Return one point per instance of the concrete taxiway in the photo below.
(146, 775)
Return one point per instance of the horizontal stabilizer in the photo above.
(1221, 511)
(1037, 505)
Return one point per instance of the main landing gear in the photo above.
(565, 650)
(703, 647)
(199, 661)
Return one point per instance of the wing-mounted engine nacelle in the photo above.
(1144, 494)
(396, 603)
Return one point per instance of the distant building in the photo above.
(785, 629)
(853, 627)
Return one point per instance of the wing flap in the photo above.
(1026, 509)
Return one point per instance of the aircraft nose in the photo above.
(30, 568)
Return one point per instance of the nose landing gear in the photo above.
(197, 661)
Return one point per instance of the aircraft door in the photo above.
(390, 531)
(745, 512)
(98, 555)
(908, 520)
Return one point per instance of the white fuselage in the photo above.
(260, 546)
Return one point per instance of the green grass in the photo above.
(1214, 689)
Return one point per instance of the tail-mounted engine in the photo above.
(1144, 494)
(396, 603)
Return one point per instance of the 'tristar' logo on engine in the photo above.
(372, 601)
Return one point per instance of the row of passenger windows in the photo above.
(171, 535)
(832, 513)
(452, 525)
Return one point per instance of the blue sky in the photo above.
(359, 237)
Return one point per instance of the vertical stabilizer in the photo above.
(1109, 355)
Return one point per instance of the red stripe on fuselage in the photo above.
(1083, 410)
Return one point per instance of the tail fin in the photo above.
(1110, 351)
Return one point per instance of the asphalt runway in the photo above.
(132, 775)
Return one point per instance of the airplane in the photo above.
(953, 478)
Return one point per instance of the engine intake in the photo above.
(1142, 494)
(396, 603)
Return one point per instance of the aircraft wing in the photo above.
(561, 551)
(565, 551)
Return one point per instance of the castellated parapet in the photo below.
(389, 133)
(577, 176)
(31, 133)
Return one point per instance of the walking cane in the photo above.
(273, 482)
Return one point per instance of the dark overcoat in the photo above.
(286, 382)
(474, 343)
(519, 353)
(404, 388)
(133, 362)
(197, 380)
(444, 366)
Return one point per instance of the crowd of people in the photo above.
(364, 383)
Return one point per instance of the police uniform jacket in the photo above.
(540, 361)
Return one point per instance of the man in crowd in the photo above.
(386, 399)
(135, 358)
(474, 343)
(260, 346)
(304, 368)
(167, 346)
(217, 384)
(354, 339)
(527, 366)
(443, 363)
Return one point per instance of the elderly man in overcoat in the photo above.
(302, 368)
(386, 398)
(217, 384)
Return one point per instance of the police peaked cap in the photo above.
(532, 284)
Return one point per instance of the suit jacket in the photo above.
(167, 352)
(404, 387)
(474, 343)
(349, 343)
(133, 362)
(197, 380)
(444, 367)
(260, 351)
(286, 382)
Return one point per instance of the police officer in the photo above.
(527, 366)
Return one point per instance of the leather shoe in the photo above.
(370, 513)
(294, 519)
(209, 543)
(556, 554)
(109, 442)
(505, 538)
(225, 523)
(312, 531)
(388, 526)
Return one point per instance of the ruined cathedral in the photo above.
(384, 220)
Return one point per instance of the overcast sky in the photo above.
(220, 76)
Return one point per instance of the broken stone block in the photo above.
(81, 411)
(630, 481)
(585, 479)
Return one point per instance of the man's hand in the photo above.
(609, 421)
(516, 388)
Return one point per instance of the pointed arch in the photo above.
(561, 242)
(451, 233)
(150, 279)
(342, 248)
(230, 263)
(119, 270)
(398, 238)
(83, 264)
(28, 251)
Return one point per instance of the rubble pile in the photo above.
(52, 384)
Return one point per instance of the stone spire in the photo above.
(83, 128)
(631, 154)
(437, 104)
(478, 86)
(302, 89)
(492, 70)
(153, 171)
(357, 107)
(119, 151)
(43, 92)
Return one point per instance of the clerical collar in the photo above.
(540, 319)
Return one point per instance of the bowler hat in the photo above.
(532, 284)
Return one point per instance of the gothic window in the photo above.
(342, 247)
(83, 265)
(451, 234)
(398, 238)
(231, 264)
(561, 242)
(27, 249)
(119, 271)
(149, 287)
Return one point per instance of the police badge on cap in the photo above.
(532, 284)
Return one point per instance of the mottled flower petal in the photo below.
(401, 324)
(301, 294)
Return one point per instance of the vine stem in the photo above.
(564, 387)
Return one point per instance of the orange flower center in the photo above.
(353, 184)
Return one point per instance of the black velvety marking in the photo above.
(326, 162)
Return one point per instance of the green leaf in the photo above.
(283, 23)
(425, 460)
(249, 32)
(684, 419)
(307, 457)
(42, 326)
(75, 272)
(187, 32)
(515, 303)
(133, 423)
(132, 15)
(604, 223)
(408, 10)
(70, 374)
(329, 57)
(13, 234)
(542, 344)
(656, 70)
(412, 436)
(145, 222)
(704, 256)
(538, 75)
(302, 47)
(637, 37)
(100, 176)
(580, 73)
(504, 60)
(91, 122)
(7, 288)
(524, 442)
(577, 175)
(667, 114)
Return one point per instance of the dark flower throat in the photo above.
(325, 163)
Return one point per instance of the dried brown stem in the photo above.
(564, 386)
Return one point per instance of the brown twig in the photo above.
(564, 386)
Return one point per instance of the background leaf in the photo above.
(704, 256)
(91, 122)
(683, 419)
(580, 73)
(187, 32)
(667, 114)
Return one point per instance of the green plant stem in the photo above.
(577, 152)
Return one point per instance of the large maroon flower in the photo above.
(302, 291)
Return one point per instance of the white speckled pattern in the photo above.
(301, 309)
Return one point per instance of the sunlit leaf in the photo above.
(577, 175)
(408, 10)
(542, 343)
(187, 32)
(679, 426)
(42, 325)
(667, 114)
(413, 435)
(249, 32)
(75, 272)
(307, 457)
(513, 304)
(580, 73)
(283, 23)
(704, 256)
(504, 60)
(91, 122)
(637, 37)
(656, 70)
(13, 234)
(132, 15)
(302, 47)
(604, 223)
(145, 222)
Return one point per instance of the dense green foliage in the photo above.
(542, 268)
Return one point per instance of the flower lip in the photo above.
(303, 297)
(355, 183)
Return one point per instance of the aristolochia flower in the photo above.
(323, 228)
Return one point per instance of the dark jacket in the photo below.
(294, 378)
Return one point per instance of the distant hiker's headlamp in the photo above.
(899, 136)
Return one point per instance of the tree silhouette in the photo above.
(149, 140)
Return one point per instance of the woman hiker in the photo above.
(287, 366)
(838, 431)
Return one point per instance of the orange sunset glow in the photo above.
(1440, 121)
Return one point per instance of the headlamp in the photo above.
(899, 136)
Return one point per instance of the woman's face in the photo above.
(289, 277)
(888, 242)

- - - - - - -

EXERCISE BRIEF:
I would like the records restated exactly, with every line intact.

EXERCISE SOLUTION:
Return one point per instance of the concrete taxiway in the photo below.
(146, 775)
Return one point per instance of the horizontal stabilizer in the photo above.
(1221, 511)
(1037, 505)
Return one point per instance of the main landing gear in the photo above.
(565, 650)
(703, 647)
(199, 661)
Return one point per instance of the wing-mounted engine nacelle in the photo above.
(1144, 494)
(396, 603)
Return one point per instance of the distant building in the photo above.
(785, 629)
(853, 627)
Return one point per instance of the wing flap in the photo above.
(1026, 509)
Return one point per instance of the aircraft nose in the photo above.
(30, 568)
Return one point per instance of the nose landing gear in the photo above.
(197, 661)
Return one point per instance of the aircraft door in the photo above.
(390, 531)
(745, 512)
(98, 555)
(908, 520)
Return one point per instance of the white fuselage in the photo above.
(260, 546)
Return one point per instance of the green grass in the photo above.
(1214, 689)
Return one point per instance of the tail-mounted engine in the photo above.
(1144, 494)
(396, 603)
Return one point per instance of the 'tristar' logo on engine in the photo above.
(372, 601)
Return one point per instance of the row of passenger windows in the photo above.
(171, 535)
(832, 513)
(452, 525)
Return one point per instance of the blue sky in the photo above.
(359, 237)
Return one point per instance of the vertical stabilizer in the photo above.
(1109, 355)
Return one point per instance of the red stripe on fuselage in the photo above.
(1083, 410)
Return one point per instance of the tail fin in the photo above.
(1110, 351)
Return one point per instance of the asphalt runway in the photo above.
(132, 775)
Return one point per instance of the airplane in the photo above.
(953, 478)
Return one point per instance of the engine intake in the photo above.
(1142, 494)
(396, 603)
Return one point per instance of the aircraft wing in the photo above.
(561, 551)
(565, 551)
Return one point per instance of the castellated parapet in the photo below.
(389, 133)
(577, 176)
(31, 133)
Return one point per instance of the walking cane in the photo above.
(273, 482)
Return one point per instance of the dark overcoat in the photo above.
(286, 382)
(474, 343)
(519, 353)
(404, 388)
(133, 362)
(197, 380)
(444, 366)
Return one point per instance of the crowd of people in the photo above.
(364, 383)
Return one point per instance of the police uniform jacket in the photo above.
(540, 361)
Return one point per instance of the man in crowd in the photo above.
(386, 399)
(135, 358)
(474, 343)
(260, 346)
(304, 368)
(167, 346)
(217, 384)
(354, 339)
(527, 366)
(443, 363)
Return one point per instance of the elderly man in overcoat in the photo above.
(302, 368)
(386, 398)
(217, 384)
Return one point per instance of the police peaked cap in the photo above.
(532, 284)
Return one point per instance of the suit jacket in the photo above.
(167, 352)
(404, 387)
(474, 343)
(349, 343)
(133, 362)
(197, 380)
(444, 367)
(260, 351)
(286, 382)
Return one point per instance of the police officer in the photo above.
(527, 366)
Return one point per instance of the leather shoe in the photo above.
(370, 513)
(294, 519)
(209, 543)
(556, 554)
(109, 442)
(505, 538)
(225, 523)
(312, 531)
(388, 526)
Return one point per instance of the ruined cathedral in the photo above.
(384, 220)
Return one point per instance of the overcast sky in the photo above.
(220, 76)
Return one point per instance of the broken stone block in the photo above.
(81, 411)
(630, 481)
(585, 479)
Return one point per instance of the man's hand in the photo above.
(609, 421)
(516, 388)
Return one point per instance of the pointed arch in the photo above.
(561, 242)
(451, 233)
(150, 279)
(342, 248)
(230, 263)
(119, 270)
(398, 238)
(83, 264)
(28, 251)
Return one point per instance of the rubble pile in the photo above.
(52, 384)
Return one point per instance of the stone spire in the photo above.
(83, 128)
(631, 154)
(437, 104)
(478, 86)
(302, 89)
(492, 70)
(153, 171)
(357, 107)
(119, 151)
(43, 92)
Return one point per instance of the clerical collar in the photo above.
(540, 319)
Return one point per instance of the bowler hat in the photo above.
(532, 284)
Return one point per instance of the gothic window in the photo above.
(342, 247)
(83, 265)
(451, 234)
(398, 238)
(231, 264)
(561, 242)
(27, 249)
(119, 271)
(149, 287)
Return one point per instance of the police badge on cap in the photo above.
(532, 284)
Return one point per instance of the mottled flower petal in the photo below.
(401, 324)
(301, 294)
Return one point per instance of the vine stem in the photo above.
(564, 387)
Return one point per instance of the orange flower center in the photo above.
(353, 184)
Return one point per instance of the black velvety marking in the photo above.
(326, 162)
Return one point per instance of the green leaf in the photo above.
(283, 23)
(425, 460)
(249, 32)
(684, 419)
(307, 457)
(42, 326)
(75, 272)
(187, 32)
(515, 303)
(133, 423)
(132, 15)
(604, 223)
(408, 10)
(70, 374)
(329, 57)
(13, 234)
(542, 344)
(656, 70)
(412, 436)
(145, 222)
(704, 256)
(538, 75)
(302, 47)
(637, 37)
(100, 176)
(580, 73)
(504, 60)
(91, 122)
(7, 288)
(524, 442)
(577, 175)
(667, 114)
Return one point per instance of the dark flower throat in the photo above.
(325, 163)
Return one point per instance of the dried brown stem in the photo above.
(564, 386)
Return one point per instance of the brown twig in the photo above.
(564, 386)
Return one point per instance of the background leaf in the photo above.
(704, 256)
(91, 122)
(683, 419)
(580, 73)
(187, 32)
(667, 114)
Return one point per instance of the green plant stem in the photo above.
(577, 152)
Return one point per instance of the large maroon flower in the photo above.
(302, 291)
Return one point per instance of the white speckled pattern in the photo above.
(301, 309)
Return one point per instance of the sunlit leaf in the photo above.
(577, 175)
(408, 10)
(542, 343)
(187, 32)
(679, 426)
(42, 325)
(667, 114)
(413, 435)
(249, 32)
(75, 272)
(307, 457)
(513, 304)
(580, 73)
(283, 23)
(704, 256)
(504, 60)
(91, 122)
(637, 37)
(656, 70)
(13, 234)
(132, 15)
(302, 47)
(604, 223)
(145, 222)
Return one point per instance of the dense green foliage in the photo above.
(542, 268)
Return one point per instance of the flower lip in the photo above.
(303, 297)
(355, 183)
Return one point per instance of the aristolochia flower in the photo above.
(323, 228)
Return one point per instance of the dark jacket in the photo below.
(294, 378)
Return one point per instance of the distant hiker's headlamp in the photo above.
(899, 136)
Return one point per instance of the tree silhouette in the photo above.
(149, 140)
Return one point per instance of the woman hiker in the photo above.
(287, 366)
(838, 431)
Return one point per instance of the orange sunset glow in the photo above.
(1440, 121)
Return one point per instance of the headlamp in the photo above.
(899, 136)
Return one point per instance of the woman's face in the photo above.
(289, 277)
(888, 242)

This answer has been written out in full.